» Your objective
Copy every line of the items, requests included, for the stretch from the start of the items through the line containing "x=419 y=321", and shift each coordinate in the answers by adding 73. Leave the requests and their x=… y=… format samples unchanged.

+===+

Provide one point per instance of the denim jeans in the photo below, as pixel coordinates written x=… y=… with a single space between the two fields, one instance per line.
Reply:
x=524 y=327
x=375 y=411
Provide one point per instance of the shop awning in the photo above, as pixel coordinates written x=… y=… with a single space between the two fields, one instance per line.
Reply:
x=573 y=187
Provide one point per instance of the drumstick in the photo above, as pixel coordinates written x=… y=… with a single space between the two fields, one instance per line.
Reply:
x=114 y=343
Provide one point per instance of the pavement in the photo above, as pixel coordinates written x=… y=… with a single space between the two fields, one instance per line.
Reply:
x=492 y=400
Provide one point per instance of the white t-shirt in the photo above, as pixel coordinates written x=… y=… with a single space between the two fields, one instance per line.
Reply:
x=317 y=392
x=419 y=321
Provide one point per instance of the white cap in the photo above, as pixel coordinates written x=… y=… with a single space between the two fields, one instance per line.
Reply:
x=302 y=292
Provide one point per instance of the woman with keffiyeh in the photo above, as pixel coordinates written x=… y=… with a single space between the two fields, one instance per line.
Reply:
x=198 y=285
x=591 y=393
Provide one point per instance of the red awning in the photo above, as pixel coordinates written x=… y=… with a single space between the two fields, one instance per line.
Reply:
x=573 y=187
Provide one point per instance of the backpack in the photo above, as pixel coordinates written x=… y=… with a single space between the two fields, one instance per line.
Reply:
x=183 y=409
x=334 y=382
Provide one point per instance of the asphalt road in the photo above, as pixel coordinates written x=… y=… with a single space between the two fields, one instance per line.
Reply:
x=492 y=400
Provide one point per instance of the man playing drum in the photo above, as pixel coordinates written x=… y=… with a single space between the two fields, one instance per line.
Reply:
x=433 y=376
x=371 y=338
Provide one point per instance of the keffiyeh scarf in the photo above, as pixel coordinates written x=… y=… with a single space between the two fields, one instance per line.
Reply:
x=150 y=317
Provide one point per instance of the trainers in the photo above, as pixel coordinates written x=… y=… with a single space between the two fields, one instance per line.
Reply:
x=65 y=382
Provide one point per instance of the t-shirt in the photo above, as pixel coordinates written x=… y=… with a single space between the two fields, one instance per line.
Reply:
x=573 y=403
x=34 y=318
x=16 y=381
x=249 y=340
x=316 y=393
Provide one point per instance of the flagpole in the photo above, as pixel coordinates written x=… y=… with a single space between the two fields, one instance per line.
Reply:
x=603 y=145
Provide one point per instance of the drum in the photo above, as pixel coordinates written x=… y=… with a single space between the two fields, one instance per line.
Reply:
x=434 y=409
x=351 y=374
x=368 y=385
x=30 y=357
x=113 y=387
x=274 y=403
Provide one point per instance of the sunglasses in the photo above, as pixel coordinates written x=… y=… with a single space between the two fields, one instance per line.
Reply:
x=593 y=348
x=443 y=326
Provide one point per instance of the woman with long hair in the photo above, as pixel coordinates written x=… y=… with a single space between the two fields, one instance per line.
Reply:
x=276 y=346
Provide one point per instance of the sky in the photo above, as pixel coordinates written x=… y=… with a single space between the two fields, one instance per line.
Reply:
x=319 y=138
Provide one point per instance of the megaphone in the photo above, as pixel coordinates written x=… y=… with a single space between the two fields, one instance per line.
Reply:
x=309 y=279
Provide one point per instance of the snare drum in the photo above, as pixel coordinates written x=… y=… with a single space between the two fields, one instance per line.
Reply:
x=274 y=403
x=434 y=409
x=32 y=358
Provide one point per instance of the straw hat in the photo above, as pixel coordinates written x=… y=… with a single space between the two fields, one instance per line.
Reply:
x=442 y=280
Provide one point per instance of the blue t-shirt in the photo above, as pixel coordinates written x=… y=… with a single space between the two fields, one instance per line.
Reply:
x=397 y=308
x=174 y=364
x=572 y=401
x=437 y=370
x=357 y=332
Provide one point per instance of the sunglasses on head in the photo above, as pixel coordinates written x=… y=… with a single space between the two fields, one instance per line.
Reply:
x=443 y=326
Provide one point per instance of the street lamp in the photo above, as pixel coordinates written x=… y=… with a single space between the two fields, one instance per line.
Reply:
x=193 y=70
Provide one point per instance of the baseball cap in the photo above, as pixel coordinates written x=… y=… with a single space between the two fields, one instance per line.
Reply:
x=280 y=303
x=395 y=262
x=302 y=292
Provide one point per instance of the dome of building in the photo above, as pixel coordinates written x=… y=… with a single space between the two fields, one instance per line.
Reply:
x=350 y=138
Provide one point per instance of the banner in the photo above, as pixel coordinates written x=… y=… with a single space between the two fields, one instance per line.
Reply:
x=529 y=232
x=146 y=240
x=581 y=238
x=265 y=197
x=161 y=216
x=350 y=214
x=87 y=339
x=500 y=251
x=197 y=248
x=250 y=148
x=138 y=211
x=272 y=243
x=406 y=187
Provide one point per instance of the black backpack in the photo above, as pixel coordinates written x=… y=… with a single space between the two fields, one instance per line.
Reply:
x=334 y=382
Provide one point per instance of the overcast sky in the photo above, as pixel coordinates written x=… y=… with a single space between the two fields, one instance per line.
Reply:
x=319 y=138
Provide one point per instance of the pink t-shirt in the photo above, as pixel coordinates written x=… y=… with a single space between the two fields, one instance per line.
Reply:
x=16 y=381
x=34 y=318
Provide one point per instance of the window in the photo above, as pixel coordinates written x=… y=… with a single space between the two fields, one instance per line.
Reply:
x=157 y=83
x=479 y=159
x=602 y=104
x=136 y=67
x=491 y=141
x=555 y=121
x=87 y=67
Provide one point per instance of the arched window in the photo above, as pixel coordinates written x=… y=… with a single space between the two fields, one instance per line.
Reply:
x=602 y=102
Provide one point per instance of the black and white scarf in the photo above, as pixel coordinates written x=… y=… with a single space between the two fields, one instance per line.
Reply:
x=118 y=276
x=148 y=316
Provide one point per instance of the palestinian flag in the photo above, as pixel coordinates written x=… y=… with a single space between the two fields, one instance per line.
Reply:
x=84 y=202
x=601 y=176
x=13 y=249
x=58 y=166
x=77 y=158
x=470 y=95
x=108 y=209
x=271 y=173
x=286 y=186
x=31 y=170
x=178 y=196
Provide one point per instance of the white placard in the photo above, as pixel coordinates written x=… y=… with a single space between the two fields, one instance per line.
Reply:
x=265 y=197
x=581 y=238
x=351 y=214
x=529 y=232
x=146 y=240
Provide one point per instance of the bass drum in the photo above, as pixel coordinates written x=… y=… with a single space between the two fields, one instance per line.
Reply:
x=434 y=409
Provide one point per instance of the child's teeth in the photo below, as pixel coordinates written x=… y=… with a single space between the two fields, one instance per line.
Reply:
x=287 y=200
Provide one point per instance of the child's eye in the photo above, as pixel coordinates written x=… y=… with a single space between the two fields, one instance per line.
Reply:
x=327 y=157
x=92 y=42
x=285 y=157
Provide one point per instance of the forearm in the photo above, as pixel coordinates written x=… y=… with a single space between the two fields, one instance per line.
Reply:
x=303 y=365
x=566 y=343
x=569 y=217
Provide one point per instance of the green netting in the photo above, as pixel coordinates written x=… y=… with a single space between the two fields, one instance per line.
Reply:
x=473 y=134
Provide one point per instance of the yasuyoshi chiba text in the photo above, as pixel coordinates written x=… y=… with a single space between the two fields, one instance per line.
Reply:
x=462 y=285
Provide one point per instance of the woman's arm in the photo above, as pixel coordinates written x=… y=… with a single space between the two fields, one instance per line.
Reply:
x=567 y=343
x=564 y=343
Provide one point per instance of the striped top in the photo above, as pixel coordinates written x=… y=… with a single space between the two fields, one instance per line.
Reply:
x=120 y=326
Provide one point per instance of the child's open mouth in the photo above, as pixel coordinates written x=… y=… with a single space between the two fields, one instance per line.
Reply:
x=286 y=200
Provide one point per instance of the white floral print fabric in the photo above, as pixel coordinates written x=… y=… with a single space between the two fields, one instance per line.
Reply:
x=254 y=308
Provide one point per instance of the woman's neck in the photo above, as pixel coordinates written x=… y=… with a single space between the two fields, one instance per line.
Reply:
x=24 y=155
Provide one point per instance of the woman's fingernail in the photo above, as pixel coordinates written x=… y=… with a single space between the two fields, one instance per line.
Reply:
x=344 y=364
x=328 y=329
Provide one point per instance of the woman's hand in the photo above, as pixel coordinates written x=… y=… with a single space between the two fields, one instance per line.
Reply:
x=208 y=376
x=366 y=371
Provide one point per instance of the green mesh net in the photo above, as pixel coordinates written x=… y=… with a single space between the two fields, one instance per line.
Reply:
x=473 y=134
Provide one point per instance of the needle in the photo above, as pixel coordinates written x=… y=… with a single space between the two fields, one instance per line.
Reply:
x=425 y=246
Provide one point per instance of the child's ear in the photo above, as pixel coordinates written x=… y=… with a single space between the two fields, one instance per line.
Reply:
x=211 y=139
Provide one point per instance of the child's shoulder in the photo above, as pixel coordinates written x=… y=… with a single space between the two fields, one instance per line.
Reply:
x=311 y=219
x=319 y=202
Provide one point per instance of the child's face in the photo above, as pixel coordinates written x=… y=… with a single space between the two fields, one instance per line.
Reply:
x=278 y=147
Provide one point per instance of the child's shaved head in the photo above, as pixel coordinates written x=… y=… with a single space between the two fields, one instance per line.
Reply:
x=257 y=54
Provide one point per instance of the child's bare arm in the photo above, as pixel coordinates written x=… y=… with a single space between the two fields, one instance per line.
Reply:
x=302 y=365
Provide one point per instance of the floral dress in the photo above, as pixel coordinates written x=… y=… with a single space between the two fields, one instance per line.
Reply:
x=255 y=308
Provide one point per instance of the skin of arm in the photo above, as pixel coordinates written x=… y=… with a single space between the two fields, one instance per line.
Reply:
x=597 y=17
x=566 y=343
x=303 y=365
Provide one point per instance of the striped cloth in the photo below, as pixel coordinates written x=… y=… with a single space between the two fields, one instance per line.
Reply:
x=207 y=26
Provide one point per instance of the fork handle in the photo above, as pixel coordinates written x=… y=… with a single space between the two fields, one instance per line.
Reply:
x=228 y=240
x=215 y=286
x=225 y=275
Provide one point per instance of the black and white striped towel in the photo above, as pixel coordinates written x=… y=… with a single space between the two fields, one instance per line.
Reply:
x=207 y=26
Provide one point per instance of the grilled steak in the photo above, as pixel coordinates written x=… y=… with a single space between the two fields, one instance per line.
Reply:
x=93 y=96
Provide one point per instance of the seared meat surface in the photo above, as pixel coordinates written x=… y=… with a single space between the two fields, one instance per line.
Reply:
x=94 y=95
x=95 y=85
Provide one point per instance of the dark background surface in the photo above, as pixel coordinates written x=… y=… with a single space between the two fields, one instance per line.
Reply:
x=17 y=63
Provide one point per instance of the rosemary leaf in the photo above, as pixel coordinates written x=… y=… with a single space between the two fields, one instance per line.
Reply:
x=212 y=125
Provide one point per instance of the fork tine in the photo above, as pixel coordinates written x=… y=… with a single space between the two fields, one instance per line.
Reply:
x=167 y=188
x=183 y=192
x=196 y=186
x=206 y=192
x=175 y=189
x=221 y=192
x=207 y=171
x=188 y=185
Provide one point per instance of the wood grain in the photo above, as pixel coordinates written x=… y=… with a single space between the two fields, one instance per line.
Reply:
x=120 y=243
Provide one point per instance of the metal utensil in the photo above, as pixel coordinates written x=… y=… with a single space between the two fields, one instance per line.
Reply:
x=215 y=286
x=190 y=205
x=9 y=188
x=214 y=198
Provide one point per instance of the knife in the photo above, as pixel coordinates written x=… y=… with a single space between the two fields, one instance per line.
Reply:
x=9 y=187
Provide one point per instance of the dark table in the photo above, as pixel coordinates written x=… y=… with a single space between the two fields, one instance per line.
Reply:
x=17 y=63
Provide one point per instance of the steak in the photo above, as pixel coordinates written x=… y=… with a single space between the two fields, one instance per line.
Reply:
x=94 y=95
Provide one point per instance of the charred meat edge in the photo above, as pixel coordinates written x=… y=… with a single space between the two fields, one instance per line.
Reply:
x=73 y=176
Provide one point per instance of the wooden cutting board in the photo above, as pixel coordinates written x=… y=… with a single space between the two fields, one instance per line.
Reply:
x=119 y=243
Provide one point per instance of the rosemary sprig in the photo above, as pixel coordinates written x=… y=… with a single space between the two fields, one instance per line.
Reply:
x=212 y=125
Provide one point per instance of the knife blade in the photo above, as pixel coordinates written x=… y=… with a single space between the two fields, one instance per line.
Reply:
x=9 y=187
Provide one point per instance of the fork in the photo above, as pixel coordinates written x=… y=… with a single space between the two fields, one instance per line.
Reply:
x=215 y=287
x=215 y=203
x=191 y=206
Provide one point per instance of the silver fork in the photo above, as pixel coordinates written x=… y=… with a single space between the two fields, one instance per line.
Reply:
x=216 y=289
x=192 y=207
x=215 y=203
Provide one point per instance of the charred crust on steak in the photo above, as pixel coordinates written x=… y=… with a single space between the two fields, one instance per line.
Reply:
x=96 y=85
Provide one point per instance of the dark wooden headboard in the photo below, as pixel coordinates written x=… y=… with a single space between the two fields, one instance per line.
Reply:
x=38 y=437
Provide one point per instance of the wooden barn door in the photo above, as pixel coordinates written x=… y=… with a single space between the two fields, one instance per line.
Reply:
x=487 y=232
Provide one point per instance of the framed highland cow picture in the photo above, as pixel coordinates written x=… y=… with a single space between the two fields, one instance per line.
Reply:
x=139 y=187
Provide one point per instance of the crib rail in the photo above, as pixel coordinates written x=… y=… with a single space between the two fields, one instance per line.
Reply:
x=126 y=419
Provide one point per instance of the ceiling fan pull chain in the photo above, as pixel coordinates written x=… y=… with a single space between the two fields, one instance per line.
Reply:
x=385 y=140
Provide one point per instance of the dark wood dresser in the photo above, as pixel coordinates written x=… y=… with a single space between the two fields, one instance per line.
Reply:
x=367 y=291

+===+

» Full response
Provide one point per instance of the denim jeans in the photo below, as pixel coordinates written x=… y=… with a single space between the two fields, one instance per line.
Reply:
x=597 y=400
x=448 y=484
Provide one point per instance of the shop awning in the photo above, as pixel coordinates written x=… y=… with a single space between the two fields, one instance per line.
Reply:
x=646 y=260
Provide one point per instance of the drumstick in the photo above, as pixel coordinates written x=… y=… with a single space between the two fields, one instance per line.
Reply:
x=187 y=416
Provide one point per instance of the pavement in the photo above, as pixel coordinates written x=… y=… with a single space between the two fields, one instance per line.
Reply:
x=565 y=473
Provide one point per instance of the white t-shirt in the photo above, as pixel coordinates written x=… y=… with a single space between the two fields, one instance per line.
Reply:
x=390 y=465
x=492 y=394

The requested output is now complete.